To do
Arrange all of the rows below as one numbered list, skipping any blank lines.

Excerpts of location labeling data
* * * * * * * * *

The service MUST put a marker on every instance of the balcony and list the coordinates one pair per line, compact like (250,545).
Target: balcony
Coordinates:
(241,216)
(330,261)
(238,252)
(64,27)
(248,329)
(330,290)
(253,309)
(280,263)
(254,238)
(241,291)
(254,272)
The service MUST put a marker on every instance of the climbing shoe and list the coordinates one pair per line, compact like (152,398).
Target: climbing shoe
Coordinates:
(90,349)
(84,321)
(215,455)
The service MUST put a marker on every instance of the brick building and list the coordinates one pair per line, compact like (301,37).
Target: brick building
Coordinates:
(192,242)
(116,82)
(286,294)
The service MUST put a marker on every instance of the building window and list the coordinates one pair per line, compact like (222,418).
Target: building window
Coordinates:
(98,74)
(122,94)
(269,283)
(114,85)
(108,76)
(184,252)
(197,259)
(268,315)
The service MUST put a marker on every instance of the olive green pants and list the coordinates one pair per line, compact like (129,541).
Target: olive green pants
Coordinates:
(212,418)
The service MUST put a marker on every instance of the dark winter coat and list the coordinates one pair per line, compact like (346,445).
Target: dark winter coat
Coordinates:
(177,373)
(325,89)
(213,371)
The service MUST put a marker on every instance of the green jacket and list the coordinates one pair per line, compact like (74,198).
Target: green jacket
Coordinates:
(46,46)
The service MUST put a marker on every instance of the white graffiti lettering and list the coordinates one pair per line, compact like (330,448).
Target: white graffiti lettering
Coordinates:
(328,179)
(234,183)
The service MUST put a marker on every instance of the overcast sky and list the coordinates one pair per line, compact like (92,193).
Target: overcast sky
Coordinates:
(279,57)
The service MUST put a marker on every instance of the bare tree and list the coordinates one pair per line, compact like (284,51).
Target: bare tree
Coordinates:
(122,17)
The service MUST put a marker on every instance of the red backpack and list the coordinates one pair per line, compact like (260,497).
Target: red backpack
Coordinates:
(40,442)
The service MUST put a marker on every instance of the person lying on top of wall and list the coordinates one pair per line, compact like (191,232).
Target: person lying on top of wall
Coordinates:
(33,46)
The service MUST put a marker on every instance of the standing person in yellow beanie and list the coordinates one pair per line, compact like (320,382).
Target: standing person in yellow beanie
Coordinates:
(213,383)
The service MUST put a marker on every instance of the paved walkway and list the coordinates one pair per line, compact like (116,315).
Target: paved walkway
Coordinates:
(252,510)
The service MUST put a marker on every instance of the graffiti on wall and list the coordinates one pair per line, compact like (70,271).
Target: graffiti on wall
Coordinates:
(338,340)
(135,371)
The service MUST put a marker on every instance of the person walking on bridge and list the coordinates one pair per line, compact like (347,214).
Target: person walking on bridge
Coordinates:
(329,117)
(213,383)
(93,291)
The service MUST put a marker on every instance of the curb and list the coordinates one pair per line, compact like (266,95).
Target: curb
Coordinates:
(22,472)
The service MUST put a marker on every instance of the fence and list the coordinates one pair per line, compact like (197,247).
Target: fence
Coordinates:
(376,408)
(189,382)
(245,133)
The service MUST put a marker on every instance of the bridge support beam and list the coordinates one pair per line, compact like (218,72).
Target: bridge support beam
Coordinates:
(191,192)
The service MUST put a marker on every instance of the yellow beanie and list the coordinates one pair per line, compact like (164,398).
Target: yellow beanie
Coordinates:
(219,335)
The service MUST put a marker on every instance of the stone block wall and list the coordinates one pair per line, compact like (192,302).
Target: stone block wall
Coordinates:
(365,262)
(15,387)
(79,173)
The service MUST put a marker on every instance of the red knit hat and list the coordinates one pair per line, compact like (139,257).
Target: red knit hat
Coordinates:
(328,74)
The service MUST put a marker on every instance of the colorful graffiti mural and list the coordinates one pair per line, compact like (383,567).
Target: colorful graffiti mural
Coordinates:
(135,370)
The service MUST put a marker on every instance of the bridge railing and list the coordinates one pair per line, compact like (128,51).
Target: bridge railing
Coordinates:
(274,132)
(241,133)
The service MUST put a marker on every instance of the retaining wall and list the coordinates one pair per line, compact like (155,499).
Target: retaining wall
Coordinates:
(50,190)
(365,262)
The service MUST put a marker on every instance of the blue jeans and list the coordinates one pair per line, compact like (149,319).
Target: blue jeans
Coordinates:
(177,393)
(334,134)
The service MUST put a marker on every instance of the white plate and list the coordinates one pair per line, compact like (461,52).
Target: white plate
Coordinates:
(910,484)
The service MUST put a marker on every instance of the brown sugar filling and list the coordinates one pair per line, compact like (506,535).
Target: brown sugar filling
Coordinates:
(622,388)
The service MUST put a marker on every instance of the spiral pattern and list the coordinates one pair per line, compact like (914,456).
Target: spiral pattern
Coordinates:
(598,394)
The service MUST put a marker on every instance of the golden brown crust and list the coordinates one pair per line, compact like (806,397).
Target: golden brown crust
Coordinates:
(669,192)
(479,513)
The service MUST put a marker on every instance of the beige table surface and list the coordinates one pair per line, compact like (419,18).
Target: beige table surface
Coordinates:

* * * * * * * * *

Output
1. The service MUST put a marker on every instance of the balcony and list the coordinates one pair per line, compact like (250,545).
2. Target: balcony
3. Coordinates:
4. (241,216)
5. (330,261)
6. (238,252)
7. (64,27)
8. (248,329)
9. (330,290)
10. (253,309)
11. (280,263)
12. (254,238)
13. (241,291)
14. (254,272)
15. The service MUST put a marker on every instance of the climbing shoe and list the coordinates one pair per line, compact like (152,398).
16. Target: climbing shoe
17. Coordinates:
18. (90,349)
19. (84,321)
20. (215,455)
21. The service MUST put a marker on every instance of the brick building and list the coordinates one pair per line, compact like (301,37).
22. Target: brick building
23. Coordinates:
24. (192,242)
25. (116,82)
26. (286,294)
27. The service MUST put a marker on every instance of the building window and list the coordinates one pair per line, compact like (222,418).
28. Target: building window
29. Coordinates:
30. (98,74)
31. (122,94)
32. (269,283)
33. (114,85)
34. (108,76)
35. (184,252)
36. (197,259)
37. (268,315)
38. The service MUST put a marker on every instance of the olive green pants and list the coordinates one pair per line, compact like (129,541).
39. Target: olive green pants
40. Coordinates:
41. (212,418)
42. The service MUST put a marker on every instance of the dark winter coat and list the coordinates one pair per line, compact like (346,445).
43. Target: dark winter coat
44. Coordinates:
45. (177,373)
46. (325,89)
47. (213,371)
48. The service MUST put a marker on every instance of the green jacket and list the coordinates one pair per line, compact like (74,198).
49. Target: green jacket
50. Coordinates:
51. (46,46)
52. The service MUST put a marker on every instance of the white graffiti lettering and list the coordinates one pair per line, compact like (330,448).
53. Target: white graffiti lettering
54. Coordinates:
55. (328,179)
56. (234,183)
57. The service MUST put a marker on every instance of the overcast sky and list the coordinates one pair per line, compact like (92,193).
58. Target: overcast sky
59. Coordinates:
60. (279,57)
61. The service MUST put a marker on every instance of the bare tree and list the coordinates one pair per line, compact like (284,51).
62. Target: bare tree
63. Coordinates:
64. (122,17)
65. The service MUST put a marker on every instance of the red backpack and list the coordinates one pair per line, compact like (260,497).
66. Target: red backpack
67. Coordinates:
68. (40,442)
69. The service MUST put a marker on every instance of the person lying on top of wall and list the coordinates one pair per line, compact like (191,232).
70. Target: person lying on top of wall
71. Coordinates:
72. (33,46)
73. The service MUST put a marker on every instance of the standing person in yellow beanie and list the coordinates one pair per line, compact like (320,382).
74. Target: standing person in yellow beanie
75. Coordinates:
76. (213,383)
77. The service MUST put a marker on every instance of the paved walkway and list the coordinates one pair per line, compact like (116,315).
78. Target: paved walkway
79. Coordinates:
80. (252,510)
81. The service MUST put a marker on every instance of the graffiti on wall and list the coordinates one pair per line, compact like (70,271).
82. Target: graffiti on wall
83. Coordinates:
84. (338,340)
85. (135,371)
86. The service MUST put a marker on every instance of the person walking on bridge and list the coordinates one pair per line, compact like (347,214).
87. Target: person walking on bridge
88. Coordinates:
89. (329,117)
90. (213,383)
91. (93,291)
92. The service MUST put a marker on every instance of the curb and list the coordinates one pair per line, compact like (266,95).
93. Target: curb
94. Coordinates:
95. (22,472)
96. The service MUST put a marker on every instance of the fence and list the coordinates one pair per line, compact like (197,247).
97. Target: fence
98. Coordinates:
99. (376,408)
100. (189,382)
101. (245,133)
102. The service MUST put a marker on every instance of the bridge support beam and list the coordinates one pair per line, compact like (218,72).
103. Target: bridge support beam
104. Coordinates:
105. (191,192)
106. The service MUST put a marker on every instance of the yellow beanie and list the coordinates one pair per line, compact like (164,398).
107. Target: yellow beanie
108. Coordinates:
109. (219,335)
110. The service MUST put a marker on every instance of the stone block wall and list the coordinates one pair per line, compact like (192,302).
111. Target: stone block wall
112. Coordinates:
113. (365,262)
114. (15,387)
115. (79,173)
116. The service MUST put a marker on every instance of the red knit hat and list the coordinates one pair per line, compact like (139,257).
117. Target: red knit hat
118. Coordinates:
119. (328,74)
120. The service MUST put a marker on every instance of the colorful graffiti mural and list the coordinates one pair per line, compact like (383,567).
121. Target: colorful graffiti mural
122. Coordinates:
123. (135,370)
124. The service MUST put a marker on every instance of the bridge railing and list the coordinates one pair per line, compact like (128,51).
125. Target: bridge railing
126. Coordinates:
127. (274,132)
128. (241,133)
129. The service MUST put a marker on every instance of the retaining wall and list the coordinates one pair per line, compact like (155,499).
130. Target: retaining wall
131. Coordinates:
132. (50,190)
133. (365,262)
134. The service MUST put a marker on every instance of the blue jeans and list the coordinates one pair per line, compact like (149,319).
135. Target: blue jeans
136. Coordinates:
137. (177,393)
138. (334,134)
139. The service MUST put a marker on every instance of the white plate and list the coordinates one pair per line, compact like (461,52).
140. Target: white plate
141. Coordinates:
142. (910,484)
143. The service MUST put a marker on every instance of the brown sugar filling and list the coordinates one pair per line, compact like (506,535).
144. Target: brown sugar filling
145. Coordinates:
146. (622,388)
147. The service MUST put a marker on every instance of the spiral pattern and list the coordinates one pair per line, compact like (914,456).
148. Target: spiral pattern
149. Coordinates:
150. (598,394)
151. The service MUST put a marker on every instance of the golden brown crust and list the coordinates one pair per line, compact like (806,397).
152. Target: golden brown crust
153. Coordinates:
154. (669,192)
155. (479,513)
156. The service MUST put a marker on every instance of the beige table surface and list the coordinates one pair per line, compact like (419,18).
157. Target: beige table surface
158. Coordinates:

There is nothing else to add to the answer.